### Work to complete
Transcribe every line of the material below word for word, keeping its order and line breaks unchanged.
****
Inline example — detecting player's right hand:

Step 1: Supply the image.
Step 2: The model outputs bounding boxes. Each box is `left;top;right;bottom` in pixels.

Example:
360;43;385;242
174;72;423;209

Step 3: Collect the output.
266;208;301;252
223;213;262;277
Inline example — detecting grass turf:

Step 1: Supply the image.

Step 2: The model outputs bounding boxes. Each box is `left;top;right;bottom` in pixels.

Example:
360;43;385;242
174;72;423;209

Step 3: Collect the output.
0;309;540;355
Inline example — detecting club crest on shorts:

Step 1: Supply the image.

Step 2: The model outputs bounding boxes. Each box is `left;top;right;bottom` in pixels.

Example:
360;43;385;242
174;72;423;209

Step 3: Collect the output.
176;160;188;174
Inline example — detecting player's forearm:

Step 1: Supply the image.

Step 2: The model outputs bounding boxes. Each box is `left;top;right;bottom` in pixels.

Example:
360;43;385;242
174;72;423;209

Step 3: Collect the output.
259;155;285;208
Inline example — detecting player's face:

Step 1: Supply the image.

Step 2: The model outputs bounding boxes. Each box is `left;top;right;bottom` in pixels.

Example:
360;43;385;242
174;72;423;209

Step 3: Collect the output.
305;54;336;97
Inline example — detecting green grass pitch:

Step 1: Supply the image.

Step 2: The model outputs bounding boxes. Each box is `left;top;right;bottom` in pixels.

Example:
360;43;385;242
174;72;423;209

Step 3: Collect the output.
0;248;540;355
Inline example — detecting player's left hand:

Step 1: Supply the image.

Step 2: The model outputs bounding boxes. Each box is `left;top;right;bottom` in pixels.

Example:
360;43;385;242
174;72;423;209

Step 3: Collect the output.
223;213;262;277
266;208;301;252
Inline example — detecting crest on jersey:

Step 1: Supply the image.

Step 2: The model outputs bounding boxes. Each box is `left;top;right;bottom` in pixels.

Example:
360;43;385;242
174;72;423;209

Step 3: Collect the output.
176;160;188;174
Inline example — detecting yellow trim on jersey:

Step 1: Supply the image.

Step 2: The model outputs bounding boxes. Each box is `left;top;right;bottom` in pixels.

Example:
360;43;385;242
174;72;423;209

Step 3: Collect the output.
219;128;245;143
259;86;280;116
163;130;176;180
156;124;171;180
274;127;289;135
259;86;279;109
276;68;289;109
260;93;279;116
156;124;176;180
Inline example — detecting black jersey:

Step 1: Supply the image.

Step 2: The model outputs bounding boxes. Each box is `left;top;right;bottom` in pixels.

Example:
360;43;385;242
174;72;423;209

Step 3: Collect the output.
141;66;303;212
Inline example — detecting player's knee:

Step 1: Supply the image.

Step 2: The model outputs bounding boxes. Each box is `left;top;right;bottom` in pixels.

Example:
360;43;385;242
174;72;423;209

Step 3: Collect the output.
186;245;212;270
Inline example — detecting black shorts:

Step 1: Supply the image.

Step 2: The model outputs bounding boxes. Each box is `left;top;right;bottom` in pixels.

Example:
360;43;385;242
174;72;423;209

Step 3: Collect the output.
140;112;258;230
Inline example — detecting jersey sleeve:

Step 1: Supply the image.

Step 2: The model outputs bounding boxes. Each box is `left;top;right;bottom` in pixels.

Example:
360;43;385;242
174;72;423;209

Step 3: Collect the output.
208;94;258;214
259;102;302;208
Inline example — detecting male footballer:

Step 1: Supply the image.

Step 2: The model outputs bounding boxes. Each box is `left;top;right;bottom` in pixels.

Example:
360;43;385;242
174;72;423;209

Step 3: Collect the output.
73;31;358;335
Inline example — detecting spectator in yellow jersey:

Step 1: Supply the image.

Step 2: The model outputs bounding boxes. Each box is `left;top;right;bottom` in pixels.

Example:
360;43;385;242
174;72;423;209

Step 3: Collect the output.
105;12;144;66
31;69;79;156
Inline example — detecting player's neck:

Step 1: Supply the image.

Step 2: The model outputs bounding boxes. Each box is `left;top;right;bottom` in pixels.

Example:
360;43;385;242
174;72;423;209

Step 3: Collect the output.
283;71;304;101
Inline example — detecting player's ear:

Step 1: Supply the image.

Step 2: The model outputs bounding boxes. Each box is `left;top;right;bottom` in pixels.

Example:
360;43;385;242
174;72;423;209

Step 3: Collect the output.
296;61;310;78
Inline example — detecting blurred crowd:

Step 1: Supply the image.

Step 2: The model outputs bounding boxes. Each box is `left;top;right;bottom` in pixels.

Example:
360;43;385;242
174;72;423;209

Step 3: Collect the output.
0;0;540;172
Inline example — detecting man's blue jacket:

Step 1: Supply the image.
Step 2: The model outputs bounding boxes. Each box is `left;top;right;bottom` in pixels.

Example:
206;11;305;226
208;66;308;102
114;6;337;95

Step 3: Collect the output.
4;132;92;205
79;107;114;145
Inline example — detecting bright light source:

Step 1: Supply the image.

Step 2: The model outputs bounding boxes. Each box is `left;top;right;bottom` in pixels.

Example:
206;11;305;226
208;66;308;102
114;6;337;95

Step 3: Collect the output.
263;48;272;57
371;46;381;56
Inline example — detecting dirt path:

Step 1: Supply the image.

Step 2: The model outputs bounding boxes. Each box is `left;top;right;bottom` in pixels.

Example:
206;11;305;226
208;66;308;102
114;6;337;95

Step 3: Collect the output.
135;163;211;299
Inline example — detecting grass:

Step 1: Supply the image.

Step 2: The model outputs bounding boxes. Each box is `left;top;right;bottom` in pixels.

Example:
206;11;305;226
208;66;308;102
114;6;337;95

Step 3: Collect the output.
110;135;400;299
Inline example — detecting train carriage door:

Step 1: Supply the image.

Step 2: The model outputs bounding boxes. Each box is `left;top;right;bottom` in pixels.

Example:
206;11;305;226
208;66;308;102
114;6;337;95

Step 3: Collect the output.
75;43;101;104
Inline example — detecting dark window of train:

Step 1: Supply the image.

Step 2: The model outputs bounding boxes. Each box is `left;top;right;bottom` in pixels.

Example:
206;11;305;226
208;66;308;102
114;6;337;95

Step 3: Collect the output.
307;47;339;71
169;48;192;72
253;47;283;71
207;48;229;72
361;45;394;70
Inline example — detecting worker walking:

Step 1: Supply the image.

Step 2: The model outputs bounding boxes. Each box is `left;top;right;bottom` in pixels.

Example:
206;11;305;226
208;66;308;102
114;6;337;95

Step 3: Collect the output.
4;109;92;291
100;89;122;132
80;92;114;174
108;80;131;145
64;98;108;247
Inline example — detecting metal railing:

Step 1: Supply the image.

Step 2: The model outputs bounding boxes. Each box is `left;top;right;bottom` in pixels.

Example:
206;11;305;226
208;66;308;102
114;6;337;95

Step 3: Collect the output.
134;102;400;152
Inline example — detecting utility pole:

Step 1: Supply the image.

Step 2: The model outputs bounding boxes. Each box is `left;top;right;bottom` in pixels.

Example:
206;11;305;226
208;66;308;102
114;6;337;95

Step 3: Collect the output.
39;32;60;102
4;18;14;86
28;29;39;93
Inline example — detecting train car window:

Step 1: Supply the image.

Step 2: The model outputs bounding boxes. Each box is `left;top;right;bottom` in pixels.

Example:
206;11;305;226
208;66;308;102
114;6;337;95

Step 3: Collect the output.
****
### Exercise output
Inline example — detecting player's right hand:

Step 1: Supply the image.
Step 2: The model outputs bounding boxes. Each box is `left;top;right;bottom` in pixels.

Example:
360;43;385;242
174;72;423;209

Step 3: Collect the output.
266;208;301;252
223;213;262;277
Inline example — detecting grass turf:

Step 1: Supply the image.

Step 2: The model outputs bounding boxes. Each box is `left;top;right;bottom` in pixels.

Example:
360;43;385;242
174;72;423;209

Step 3: Collect the output.
0;309;540;355
Inline example — detecting club crest on shorts:

Step 1: Supply the image.

Step 2: The model outputs bounding boxes. Each box is `left;top;right;bottom` in pixels.

Example:
360;43;385;242
174;72;423;209

Step 3: Collect the output.
176;160;188;174
Inline example — detecting player's forearm:

Step 1: Supply the image.

Step 2: The model outputs bounding boxes. Each box is `left;top;right;bottom` in pixels.

Example:
360;43;385;242
174;72;423;209

Step 3: Collect the output.
259;155;285;208
Inline example — detecting player's face:

Step 1: Supply the image.

Step 2: The model outputs bounding boxes. Each box is `left;top;right;bottom` in pixels.

Example:
360;43;385;242
174;72;423;209

Step 3: Collect the output.
305;54;336;97
Inline example — detecting green grass pitch:

Step 1: Supply the image.

Step 2: The model outputs bounding boxes. Each box is `left;top;right;bottom` in pixels.

Example:
360;43;385;242
174;72;423;209

Step 3: Collect the output.
0;248;540;355
Inline example — detecting player's left hand:

Step 1: Supply the image.

Step 2: The model outputs bounding boxes. Each box is `left;top;right;bottom` in pixels.

Example:
360;43;385;242
174;72;423;209

Step 3: Collect the output.
223;213;262;277
266;208;301;252
Inline example — detecting crest on jersey:

Step 1: Supply the image.

Step 2: The model outputs bounding boxes. Each box is `left;top;right;bottom` in pixels.

Example:
360;43;385;242
174;72;423;209

Step 3: Collect the output.
176;160;188;174
Inline example — detecting yellow trim on jersey:

Step 1: Supply the image.

Step 2: The model outputs bounding boxes. Each box is `left;top;right;bottom` in pixels.

Example:
360;43;385;242
174;72;423;209

Step 3: Collect the output.
219;128;245;143
259;86;280;116
163;130;176;180
156;124;171;180
274;127;289;135
259;86;279;109
276;68;289;109
260;93;279;116
156;124;176;180
Inline example — detecting black jersey:

Step 1: Supply the image.

Step 2: The model outputs bounding boxes. Each box is `left;top;right;bottom` in pixels.

Example:
360;43;385;242
174;72;423;209

Step 3: Collect the output.
141;66;303;212
Inline example — detecting player's knee:

Step 1: Supply the image.

Step 2: The model outputs bounding boxes. Each box is `left;top;right;bottom` in pixels.

Example:
360;43;385;242
174;72;423;209

Step 3: Collect the output.
186;245;212;270
Inline example — detecting black shorts:

Step 1: Supply the image.

Step 2: The model outputs bounding boxes. Each box is `left;top;right;bottom` in pixels.

Example:
360;43;385;242
174;72;423;209

Step 3: Collect the output.
140;112;258;230
Inline example — detecting jersey sleeve:

Step 1: Supply the image.

Step 2: The model outputs bounding boxes. Each box is `left;top;right;bottom` in pixels.

Example:
360;43;385;242
174;72;423;209

Step 3: Collect the output.
208;94;258;214
259;102;302;208
Inline example — detecting male footballer:

Step 1: Supply the image.

Step 2: The model outputs bounding boxes. Each box is `left;top;right;bottom` in pixels.

Example:
360;43;385;242
174;72;423;209

Step 3: Collect the output.
73;31;358;335
Inline example — detecting spectator in yellow jersey:

Step 1: Supply the image.

Step 2: The model outputs bounding boxes. Each box is `left;top;right;bottom` in pixels.

Example:
360;43;385;242
174;72;423;209

Step 3: Collect the output.
105;12;144;66
31;69;79;156
Inline example — detecting player's neck:

Step 1: Supply the image.

Step 2: The model outputs bounding boxes. Each box is `left;top;right;bottom` in pixels.

Example:
360;43;385;242
174;72;423;209

Step 3: Collect the output.
283;71;304;101
Inline example — detecting player's ear:

Step 1: Supply the image.

Step 2: The model outputs bounding boxes. Each box is `left;top;right;bottom` in pixels.

Example:
360;43;385;242
174;72;423;209

Step 3: Collect the output.
296;61;310;78
Inline example — detecting blurred crowd:

Step 1: Supply the image.

Step 2: The model outputs bounding boxes. Each box is `left;top;right;bottom` in pixels.

Example:
360;43;385;242
174;72;423;209

Step 3: Collect the output.
0;0;540;172
Inline example — detecting man's blue jacket:

Step 1: Supply the image.
Step 2: The model outputs bounding boxes. Each box is `left;top;right;bottom` in pixels.

Example:
206;11;305;226
208;66;308;102
114;6;337;95

Step 3: Collect the output.
4;132;92;205
79;107;114;145
Inline example — detecting bright light source:

Step 1: Supply the image.

Step 2: The model outputs bounding boxes. Each box is `left;top;right;bottom` in pixels.

Example:
206;11;305;226
208;66;308;102
114;6;337;95

Step 3: Collect the output.
263;48;272;57
371;46;381;56
Inline example — detecting dirt path:

Step 1: Supply the image.

Step 2: The model outputs bounding boxes. Each box is `left;top;right;bottom` in pixels.

Example:
206;11;305;226
208;66;308;102
114;6;337;95

Step 3: Collect the output.
135;163;211;299
Inline example — detecting grass:

Step 1: Supply the image.

Step 2: The model outputs bounding boxes. Each box is `left;top;right;bottom` in pixels.

Example:
206;11;305;226
208;66;308;102
114;6;337;95

Step 3: Collect the output.
110;135;400;299
Inline example — detecting train carriage door:

Step 1: Supply the image.

Step 2: The model outputs bounding boxes. Each box is `left;top;right;bottom` in pixels.

Example:
206;11;305;226
208;66;308;102
114;6;337;95

Step 3: Collect the output.
75;43;101;104
Inline example — detecting dark window of train:

Step 1: Supply the image.

Step 2: The model outputs bounding boxes. Each box is `left;top;right;bottom` in pixels.

Example:
206;11;305;226
208;66;308;102
114;6;337;95

Step 3: Collect the output.
307;47;339;71
169;48;192;72
253;47;283;71
207;48;229;72
361;45;394;70
Inline example — detecting worker walking:

Step 1: Supply the image.

Step 2: The model outputs bounding boxes. Each box is `left;top;right;bottom` in pixels.

Example:
206;11;305;226
208;66;308;102
114;6;337;95

Step 3: Collect the output.
4;109;92;291
100;89;122;132
80;92;114;174
108;80;131;145
64;98;108;247
Inline example — detecting metal railing:

Step 1: Supply the image.

Step 2: The model outputs bounding boxes. Each box is `left;top;right;bottom` in pixels.

Example:
206;11;305;226
208;66;308;102
114;6;337;95

Step 3: Collect the output.
134;102;400;152
Inline example — detecting utility pole:

Step 1: Supply the image.

Step 2: The model outputs bounding boxes. Each box is `left;top;right;bottom` in pixels.

Example:
206;11;305;226
208;66;308;102
114;6;337;95

Step 3: Collect the output.
39;32;60;102
4;18;14;86
28;29;39;93
Inline example — detecting train car window:

Step 1: Supply the image.

Step 2: The model outputs bounding boxes. Each box is `left;top;right;bottom` in pixels.

Example:
206;11;305;226
208;66;308;102
114;6;337;95

Step 3: Collect the output.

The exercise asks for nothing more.